▶ _Problem to solve_: Output the lines below as a Markdown table with the columns No and Line, one row per line with its row number, and leave out blank lines.

▶ _Material for this exercise_:

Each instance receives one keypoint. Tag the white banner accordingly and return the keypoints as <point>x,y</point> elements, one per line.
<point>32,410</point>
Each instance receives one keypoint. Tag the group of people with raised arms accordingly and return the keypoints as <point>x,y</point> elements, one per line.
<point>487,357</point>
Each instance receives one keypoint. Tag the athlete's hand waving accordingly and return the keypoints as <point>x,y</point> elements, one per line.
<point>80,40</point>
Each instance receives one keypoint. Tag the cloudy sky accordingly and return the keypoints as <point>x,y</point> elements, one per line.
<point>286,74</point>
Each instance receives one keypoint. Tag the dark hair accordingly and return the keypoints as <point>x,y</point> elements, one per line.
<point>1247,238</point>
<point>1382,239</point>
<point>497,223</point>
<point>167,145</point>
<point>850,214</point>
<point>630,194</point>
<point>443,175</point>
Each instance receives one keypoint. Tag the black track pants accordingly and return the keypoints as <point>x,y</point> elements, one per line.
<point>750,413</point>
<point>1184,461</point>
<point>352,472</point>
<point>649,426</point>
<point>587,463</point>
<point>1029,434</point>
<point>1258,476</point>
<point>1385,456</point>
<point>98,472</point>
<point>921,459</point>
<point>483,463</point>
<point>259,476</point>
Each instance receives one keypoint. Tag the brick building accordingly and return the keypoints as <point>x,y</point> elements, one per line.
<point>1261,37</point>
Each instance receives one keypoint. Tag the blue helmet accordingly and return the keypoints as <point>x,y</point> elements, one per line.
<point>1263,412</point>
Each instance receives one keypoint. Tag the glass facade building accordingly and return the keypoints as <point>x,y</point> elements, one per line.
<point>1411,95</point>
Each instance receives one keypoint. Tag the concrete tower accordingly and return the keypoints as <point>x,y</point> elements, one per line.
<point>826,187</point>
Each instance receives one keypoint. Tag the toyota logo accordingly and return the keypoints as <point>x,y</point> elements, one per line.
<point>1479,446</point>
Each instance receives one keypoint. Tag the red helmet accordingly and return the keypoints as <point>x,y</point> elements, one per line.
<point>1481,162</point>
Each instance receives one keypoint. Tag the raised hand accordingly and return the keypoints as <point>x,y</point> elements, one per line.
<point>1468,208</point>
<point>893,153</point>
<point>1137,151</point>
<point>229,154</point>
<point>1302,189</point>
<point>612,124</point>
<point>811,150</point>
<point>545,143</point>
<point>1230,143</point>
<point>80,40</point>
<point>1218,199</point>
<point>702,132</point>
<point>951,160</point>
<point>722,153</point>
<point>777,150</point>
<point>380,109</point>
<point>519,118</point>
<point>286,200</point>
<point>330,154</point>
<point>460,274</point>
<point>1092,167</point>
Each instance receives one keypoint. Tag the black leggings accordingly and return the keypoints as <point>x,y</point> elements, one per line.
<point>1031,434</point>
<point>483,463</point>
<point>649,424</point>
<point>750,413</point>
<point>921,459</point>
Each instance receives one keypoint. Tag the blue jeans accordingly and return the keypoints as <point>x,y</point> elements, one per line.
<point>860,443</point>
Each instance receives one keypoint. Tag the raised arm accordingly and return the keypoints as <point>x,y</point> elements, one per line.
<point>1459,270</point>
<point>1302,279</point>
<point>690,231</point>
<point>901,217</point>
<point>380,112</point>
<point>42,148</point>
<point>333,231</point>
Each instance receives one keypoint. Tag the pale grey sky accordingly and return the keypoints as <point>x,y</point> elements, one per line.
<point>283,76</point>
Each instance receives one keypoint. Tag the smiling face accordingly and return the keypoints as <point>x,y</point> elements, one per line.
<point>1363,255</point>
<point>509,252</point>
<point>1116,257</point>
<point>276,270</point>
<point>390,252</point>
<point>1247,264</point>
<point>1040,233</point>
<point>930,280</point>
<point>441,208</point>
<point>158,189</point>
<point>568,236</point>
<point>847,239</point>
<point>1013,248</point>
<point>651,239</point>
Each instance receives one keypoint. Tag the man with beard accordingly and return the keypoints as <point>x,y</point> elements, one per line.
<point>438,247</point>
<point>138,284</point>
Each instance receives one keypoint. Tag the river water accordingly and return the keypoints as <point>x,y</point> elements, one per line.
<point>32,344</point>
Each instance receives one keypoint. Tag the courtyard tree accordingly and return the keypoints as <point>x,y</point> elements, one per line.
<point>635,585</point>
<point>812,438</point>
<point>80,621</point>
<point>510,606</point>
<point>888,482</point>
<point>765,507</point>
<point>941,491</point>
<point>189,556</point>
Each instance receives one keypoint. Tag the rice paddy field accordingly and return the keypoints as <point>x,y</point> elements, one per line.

▶ _Complete response_:
| No | Line |
|---|---|
| 1 | Each instance receives one keypoint. Tag the white banner accordingly and return the keypoints as <point>x,y</point> elements, one per line. |
| 2 | <point>32,410</point> |
| 3 | Each instance receives one keypoint. Tag the group of people with raised arms accordingly and return the keypoints as <point>x,y</point> elements, one per line. |
| 4 | <point>487,357</point> |
| 5 | Each instance receives one keypoint. Tag the athlete's hand waving accordingly and return the keypoints as <point>x,y</point> elements, one per line. |
| 6 | <point>80,40</point> |
| 7 | Each instance receives one keypoint. Tag the cloudy sky accordingly and return the keypoints as <point>x,y</point> elements, one per line. |
| 8 | <point>286,74</point> |
| 9 | Each instance receives one keypoint. Tag the dark hair accordingly and return the keypoints as <point>x,y</point> elements, one per line. |
| 10 | <point>1247,238</point> |
| 11 | <point>1382,239</point> |
| 12 | <point>497,223</point> |
| 13 | <point>167,145</point> |
| 14 | <point>850,214</point> |
| 15 | <point>630,194</point> |
| 16 | <point>443,175</point> |
| 17 | Each instance receives one keypoint. Tag the black track pants accordingly and return the keypoints as <point>x,y</point> elements, one per line. |
| 18 | <point>750,413</point> |
| 19 | <point>1184,461</point> |
| 20 | <point>352,472</point> |
| 21 | <point>649,426</point> |
| 22 | <point>587,463</point> |
| 23 | <point>1029,434</point> |
| 24 | <point>1258,476</point> |
| 25 | <point>1385,456</point> |
| 26 | <point>98,472</point> |
| 27 | <point>921,459</point> |
| 28 | <point>483,463</point> |
| 29 | <point>259,476</point> |
| 30 | Each instance receives one keypoint. Tag the brick building accordingly and return the keypoints as <point>x,y</point> elements, one per line. |
| 31 | <point>1261,37</point> |
| 32 | Each instance receives one keypoint. Tag the blue helmet accordingly and return the keypoints as <point>x,y</point> elements, one per line. |
| 33 | <point>1263,412</point> |
| 34 | Each instance receives one keypoint. Tag the glass facade building accordingly and return the keypoints as <point>x,y</point> elements, one per line. |
| 35 | <point>1411,95</point> |
| 36 | Each instance receives one keypoint. Tag the concrete tower accordingly and return the keypoints as <point>x,y</point> elements, one per line. |
| 37 | <point>826,187</point> |
| 38 | Each instance receives one keypoint. Tag the toyota logo accordingly and return the keypoints as <point>x,y</point> elements, one per line. |
| 39 | <point>1479,446</point> |
| 40 | Each instance receives one keypoint. Tag the red helmet accordingly and return the keypoints as <point>x,y</point> elements, one per line. |
| 41 | <point>1481,162</point> |
| 42 | Each instance receives one keypoint. Tag the raised hand accordingly and return the keypoints as <point>x,y</point> elements, one per line. |
| 43 | <point>1468,208</point> |
| 44 | <point>893,153</point> |
| 45 | <point>1137,151</point> |
| 46 | <point>229,154</point> |
| 47 | <point>1302,189</point> |
| 48 | <point>612,124</point> |
| 49 | <point>811,150</point> |
| 50 | <point>545,143</point> |
| 51 | <point>1230,143</point> |
| 52 | <point>80,40</point> |
| 53 | <point>1218,199</point> |
| 54 | <point>702,132</point> |
| 55 | <point>951,160</point> |
| 56 | <point>722,153</point> |
| 57 | <point>777,150</point> |
| 58 | <point>380,109</point> |
| 59 | <point>519,118</point> |
| 60 | <point>286,200</point> |
| 61 | <point>330,154</point> |
| 62 | <point>460,274</point> |
| 63 | <point>1092,167</point> |
| 64 | Each instance receives one keypoint. Tag the black leggings accordingly and return the keypoints as <point>x,y</point> elements, one per line. |
| 65 | <point>1031,434</point> |
| 66 | <point>483,463</point> |
| 67 | <point>649,424</point> |
| 68 | <point>750,413</point> |
| 69 | <point>921,459</point> |
| 70 | Each instance receives one keypoint. Tag the blue jeans accordingly and return the keypoints as <point>x,y</point> elements, one per line. |
| 71 | <point>860,443</point> |
| 72 | Each instance receives one keypoint. Tag the raised arm accordingly and return the keypoints as <point>x,y</point> elements, one per line. |
| 73 | <point>1459,270</point> |
| 74 | <point>1302,279</point> |
| 75 | <point>690,231</point> |
| 76 | <point>901,217</point> |
| 77 | <point>380,112</point> |
| 78 | <point>42,148</point> |
| 79 | <point>333,231</point> |
| 80 | Each instance receives one keypoint. Tag the pale grey sky accordingly and return the keypoints as <point>x,y</point> elements, one per line. |
| 81 | <point>283,76</point> |
| 82 | Each instance receives one keypoint. Tag the smiling face accordingly and return the keypoints as <point>x,y</point> elements, one per line. |
| 83 | <point>1363,255</point> |
| 84 | <point>509,252</point> |
| 85 | <point>1116,257</point> |
| 86 | <point>276,270</point> |
| 87 | <point>390,252</point> |
| 88 | <point>1247,264</point> |
| 89 | <point>1040,233</point> |
| 90 | <point>930,280</point> |
| 91 | <point>441,208</point> |
| 92 | <point>158,189</point> |
| 93 | <point>568,236</point> |
| 94 | <point>847,239</point> |
| 95 | <point>1013,248</point> |
| 96 | <point>651,239</point> |
| 97 | Each instance receives one keypoint. Tag the man with beard accordingly and return the keypoints as <point>x,y</point> elements, one per line. |
| 98 | <point>438,247</point> |
| 99 | <point>138,284</point> |
| 100 | Each instance receives one keypoint. Tag the river water accordingly and return the keypoints as <point>x,y</point> elements, one per line. |
| 101 | <point>32,344</point> |
| 102 | Each instance receives one keypoint. Tag the courtyard tree accordingly and return the keypoints as <point>x,y</point> elements, one per line. |
| 103 | <point>635,585</point> |
| 104 | <point>812,438</point> |
| 105 | <point>80,621</point> |
| 106 | <point>510,606</point> |
| 107 | <point>888,482</point> |
| 108 | <point>765,507</point> |
| 109 | <point>941,491</point> |
| 110 | <point>189,556</point> |
| 111 | Each instance receives one keypoint. Tag the rice paddy field accordingly and return the keypoints as <point>x,y</point> elements, one per line. |